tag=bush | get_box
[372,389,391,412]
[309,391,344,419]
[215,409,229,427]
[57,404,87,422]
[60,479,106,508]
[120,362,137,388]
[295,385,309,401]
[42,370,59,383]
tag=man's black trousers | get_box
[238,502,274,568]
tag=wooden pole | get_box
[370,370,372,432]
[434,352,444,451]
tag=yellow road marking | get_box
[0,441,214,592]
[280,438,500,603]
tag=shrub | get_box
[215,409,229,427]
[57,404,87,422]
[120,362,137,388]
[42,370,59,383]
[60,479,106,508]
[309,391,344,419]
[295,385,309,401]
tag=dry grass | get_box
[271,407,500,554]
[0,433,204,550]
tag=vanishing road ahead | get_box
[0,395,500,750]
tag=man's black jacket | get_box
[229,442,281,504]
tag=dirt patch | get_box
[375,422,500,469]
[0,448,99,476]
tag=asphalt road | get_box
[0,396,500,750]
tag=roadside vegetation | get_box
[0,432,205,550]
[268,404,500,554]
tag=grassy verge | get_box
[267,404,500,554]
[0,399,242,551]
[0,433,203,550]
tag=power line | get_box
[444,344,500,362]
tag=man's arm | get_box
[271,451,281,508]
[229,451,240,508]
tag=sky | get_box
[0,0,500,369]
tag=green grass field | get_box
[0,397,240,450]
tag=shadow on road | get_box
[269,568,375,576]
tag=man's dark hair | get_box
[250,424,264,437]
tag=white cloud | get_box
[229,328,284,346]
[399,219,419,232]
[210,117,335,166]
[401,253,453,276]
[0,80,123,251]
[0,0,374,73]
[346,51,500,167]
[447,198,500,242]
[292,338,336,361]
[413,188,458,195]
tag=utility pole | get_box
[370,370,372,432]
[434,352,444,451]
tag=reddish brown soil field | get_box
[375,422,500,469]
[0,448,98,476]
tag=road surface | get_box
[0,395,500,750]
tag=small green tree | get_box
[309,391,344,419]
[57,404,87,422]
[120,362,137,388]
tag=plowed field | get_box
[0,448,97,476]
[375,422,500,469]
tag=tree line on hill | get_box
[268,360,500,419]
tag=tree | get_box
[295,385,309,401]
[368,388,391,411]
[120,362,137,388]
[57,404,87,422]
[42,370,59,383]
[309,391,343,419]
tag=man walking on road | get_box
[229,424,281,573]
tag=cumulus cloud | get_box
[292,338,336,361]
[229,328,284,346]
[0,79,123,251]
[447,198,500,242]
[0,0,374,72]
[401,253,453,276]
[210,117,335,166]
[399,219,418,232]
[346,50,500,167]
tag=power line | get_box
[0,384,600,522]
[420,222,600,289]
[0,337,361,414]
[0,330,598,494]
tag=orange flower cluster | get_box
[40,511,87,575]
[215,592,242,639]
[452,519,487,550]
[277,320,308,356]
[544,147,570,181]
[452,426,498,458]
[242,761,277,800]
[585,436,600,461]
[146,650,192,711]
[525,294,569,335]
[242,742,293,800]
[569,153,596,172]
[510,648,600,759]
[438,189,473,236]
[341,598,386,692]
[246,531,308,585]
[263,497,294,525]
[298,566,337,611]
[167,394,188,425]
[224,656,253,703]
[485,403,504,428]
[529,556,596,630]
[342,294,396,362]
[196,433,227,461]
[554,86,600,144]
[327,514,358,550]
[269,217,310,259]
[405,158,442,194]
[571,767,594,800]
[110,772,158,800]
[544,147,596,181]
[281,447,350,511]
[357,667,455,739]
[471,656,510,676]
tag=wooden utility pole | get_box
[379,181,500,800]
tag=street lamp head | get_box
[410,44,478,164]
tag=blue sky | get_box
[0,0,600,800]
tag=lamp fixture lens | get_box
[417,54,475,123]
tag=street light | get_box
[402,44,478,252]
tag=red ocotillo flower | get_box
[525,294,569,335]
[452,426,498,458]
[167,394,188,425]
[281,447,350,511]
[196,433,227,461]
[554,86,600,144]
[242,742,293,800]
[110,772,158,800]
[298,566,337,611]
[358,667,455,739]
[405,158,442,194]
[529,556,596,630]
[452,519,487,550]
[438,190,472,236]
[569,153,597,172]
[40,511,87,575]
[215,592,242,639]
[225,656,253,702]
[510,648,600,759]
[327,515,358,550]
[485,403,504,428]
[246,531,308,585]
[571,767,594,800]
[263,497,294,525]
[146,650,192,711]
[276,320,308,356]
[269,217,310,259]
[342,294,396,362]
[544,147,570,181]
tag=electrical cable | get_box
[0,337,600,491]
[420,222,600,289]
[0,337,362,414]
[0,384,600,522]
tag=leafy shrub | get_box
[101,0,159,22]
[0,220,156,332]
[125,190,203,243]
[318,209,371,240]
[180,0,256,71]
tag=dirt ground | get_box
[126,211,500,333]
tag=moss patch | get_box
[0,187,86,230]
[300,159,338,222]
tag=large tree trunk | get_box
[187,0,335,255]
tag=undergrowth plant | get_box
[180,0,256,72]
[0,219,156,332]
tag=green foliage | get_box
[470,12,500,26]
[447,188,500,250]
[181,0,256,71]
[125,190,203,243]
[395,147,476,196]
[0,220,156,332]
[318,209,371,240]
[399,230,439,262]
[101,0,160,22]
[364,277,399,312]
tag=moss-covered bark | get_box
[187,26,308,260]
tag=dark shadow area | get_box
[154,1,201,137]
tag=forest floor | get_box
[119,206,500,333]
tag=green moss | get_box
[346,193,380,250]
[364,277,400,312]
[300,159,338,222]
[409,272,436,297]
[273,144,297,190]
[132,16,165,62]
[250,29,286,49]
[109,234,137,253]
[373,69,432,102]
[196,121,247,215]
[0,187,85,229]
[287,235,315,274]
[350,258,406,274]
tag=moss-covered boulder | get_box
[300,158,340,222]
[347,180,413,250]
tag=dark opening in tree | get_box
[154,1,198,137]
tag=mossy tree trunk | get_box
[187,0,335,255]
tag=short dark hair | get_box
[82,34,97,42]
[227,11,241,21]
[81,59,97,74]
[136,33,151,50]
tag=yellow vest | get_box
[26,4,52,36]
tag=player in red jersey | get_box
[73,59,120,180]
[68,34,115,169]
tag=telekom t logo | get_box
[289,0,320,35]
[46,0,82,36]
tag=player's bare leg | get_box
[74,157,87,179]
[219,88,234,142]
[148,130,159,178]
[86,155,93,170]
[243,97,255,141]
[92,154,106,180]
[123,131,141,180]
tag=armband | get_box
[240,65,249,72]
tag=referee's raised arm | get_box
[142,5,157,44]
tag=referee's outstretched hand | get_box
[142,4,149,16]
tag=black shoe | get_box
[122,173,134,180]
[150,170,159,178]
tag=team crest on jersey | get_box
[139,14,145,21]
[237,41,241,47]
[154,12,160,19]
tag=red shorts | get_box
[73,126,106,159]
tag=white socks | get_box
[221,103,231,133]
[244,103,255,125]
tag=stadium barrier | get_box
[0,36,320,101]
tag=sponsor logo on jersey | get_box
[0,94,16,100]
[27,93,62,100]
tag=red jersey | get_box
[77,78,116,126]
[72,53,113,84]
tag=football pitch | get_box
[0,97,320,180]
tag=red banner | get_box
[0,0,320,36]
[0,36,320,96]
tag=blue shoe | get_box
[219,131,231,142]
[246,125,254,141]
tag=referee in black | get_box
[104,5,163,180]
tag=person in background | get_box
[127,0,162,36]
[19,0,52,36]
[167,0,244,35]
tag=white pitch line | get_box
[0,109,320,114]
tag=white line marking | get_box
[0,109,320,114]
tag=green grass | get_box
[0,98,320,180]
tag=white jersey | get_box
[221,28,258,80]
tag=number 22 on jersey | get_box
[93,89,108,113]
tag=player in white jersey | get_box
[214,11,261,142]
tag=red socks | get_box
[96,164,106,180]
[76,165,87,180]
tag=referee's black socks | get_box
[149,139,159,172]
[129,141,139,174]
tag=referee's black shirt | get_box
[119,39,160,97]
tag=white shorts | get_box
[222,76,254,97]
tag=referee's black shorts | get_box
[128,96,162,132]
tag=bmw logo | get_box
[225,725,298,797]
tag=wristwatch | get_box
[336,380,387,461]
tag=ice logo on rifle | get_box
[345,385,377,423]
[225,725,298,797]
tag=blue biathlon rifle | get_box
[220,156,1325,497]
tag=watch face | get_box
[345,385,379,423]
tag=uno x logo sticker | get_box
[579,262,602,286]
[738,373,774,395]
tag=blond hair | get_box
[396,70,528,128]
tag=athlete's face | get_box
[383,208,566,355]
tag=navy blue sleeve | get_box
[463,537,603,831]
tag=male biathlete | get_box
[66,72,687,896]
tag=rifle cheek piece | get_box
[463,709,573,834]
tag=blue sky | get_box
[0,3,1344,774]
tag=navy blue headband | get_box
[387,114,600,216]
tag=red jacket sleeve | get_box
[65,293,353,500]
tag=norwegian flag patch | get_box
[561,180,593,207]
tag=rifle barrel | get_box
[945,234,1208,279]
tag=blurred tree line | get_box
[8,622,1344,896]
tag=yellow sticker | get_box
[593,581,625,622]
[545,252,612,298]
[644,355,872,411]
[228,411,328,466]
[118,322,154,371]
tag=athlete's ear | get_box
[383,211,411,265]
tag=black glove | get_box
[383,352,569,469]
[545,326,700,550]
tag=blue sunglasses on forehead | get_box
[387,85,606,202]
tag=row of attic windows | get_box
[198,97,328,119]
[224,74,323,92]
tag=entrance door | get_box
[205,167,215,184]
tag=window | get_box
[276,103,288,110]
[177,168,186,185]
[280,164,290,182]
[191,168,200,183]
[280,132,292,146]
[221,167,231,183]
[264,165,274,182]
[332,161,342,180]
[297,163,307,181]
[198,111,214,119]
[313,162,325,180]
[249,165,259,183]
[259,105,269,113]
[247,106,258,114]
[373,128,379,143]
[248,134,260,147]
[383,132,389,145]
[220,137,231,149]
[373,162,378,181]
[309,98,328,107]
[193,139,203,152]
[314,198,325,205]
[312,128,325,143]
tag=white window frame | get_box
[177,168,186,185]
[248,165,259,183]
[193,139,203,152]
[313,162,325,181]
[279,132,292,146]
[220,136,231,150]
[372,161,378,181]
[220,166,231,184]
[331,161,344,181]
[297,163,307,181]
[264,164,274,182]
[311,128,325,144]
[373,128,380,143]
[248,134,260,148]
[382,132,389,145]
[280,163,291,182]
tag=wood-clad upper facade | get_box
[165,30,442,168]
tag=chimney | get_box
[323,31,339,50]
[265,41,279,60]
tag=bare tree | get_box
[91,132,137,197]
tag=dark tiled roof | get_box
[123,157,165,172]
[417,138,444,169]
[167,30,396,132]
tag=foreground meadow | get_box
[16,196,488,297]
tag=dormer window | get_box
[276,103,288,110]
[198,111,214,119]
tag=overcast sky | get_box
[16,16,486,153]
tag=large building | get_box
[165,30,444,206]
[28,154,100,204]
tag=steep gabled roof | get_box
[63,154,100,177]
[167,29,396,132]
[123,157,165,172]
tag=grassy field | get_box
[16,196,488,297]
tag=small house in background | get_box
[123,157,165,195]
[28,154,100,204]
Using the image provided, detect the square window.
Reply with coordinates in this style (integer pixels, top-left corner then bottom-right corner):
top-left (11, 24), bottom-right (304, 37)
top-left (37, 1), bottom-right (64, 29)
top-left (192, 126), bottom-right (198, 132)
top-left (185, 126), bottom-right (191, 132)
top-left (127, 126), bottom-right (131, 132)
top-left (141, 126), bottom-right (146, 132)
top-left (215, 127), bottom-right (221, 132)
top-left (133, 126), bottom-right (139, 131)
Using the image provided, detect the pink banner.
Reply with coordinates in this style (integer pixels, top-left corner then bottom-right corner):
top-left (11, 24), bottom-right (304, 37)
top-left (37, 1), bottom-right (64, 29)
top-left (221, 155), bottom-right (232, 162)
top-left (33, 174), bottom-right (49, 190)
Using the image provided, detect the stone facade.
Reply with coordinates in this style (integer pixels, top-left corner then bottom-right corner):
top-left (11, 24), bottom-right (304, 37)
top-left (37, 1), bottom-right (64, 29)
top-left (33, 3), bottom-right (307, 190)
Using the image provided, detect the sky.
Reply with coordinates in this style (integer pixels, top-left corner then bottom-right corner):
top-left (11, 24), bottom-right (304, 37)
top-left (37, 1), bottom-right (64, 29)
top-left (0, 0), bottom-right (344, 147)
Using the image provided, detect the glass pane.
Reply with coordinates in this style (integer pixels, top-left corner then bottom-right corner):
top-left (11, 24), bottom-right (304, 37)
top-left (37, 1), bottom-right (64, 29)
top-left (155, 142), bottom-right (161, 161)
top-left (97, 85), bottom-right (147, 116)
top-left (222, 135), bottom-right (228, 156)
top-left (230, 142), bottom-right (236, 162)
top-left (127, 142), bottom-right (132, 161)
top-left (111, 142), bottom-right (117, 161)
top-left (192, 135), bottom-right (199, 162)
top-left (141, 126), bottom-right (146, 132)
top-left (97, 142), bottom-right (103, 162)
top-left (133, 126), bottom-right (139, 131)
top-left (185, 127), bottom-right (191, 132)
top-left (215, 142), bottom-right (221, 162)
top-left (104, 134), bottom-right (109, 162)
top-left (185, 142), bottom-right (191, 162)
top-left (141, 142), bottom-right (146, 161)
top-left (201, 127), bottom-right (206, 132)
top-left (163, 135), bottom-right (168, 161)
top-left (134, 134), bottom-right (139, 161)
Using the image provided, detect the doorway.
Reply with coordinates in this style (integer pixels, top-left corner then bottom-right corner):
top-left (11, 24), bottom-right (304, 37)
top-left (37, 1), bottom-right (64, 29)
-------
__Goal__
Retype the part of the records that opens with the line containing "tag=athlete's ear | get_box" and closes with the line containing "[91,132,137,197]", both included, keeping every line unchanged.

__Task result__
tag=athlete's ear | get_box
[383,211,411,265]
tag=black glove | get_box
[383,352,569,469]
[545,326,700,550]
tag=blue sunglasses on forehead | get_box
[387,85,606,202]
tag=row of attic windows | get_box
[198,97,328,119]
[224,74,323,92]
tag=entrance door | get_box
[205,167,215,184]
tag=window | get_box
[276,103,288,110]
[177,168,186,185]
[280,164,290,182]
[191,168,200,183]
[280,132,292,146]
[221,167,231,183]
[264,165,274,182]
[332,161,342,180]
[297,163,307,181]
[198,111,214,119]
[313,162,325,180]
[249,165,259,183]
[259,105,269,113]
[247,106,258,114]
[373,128,379,143]
[248,134,260,147]
[383,132,389,145]
[220,137,231,149]
[373,162,378,181]
[309,98,328,107]
[193,139,203,152]
[314,198,325,205]
[312,128,325,143]
tag=white window frame | get_box
[177,168,186,185]
[248,165,259,183]
[193,139,203,152]
[313,162,325,181]
[279,132,292,146]
[220,136,231,150]
[372,161,378,181]
[220,166,231,184]
[331,161,344,181]
[297,163,307,181]
[264,164,274,182]
[311,128,325,144]
[373,128,380,143]
[248,134,260,148]
[382,132,389,145]
[280,163,291,182]
tag=wood-clad upper facade | get_box
[165,30,442,168]
tag=chimney | get_box
[323,31,339,50]
[265,41,279,60]
tag=bare tree | get_box
[91,132,137,197]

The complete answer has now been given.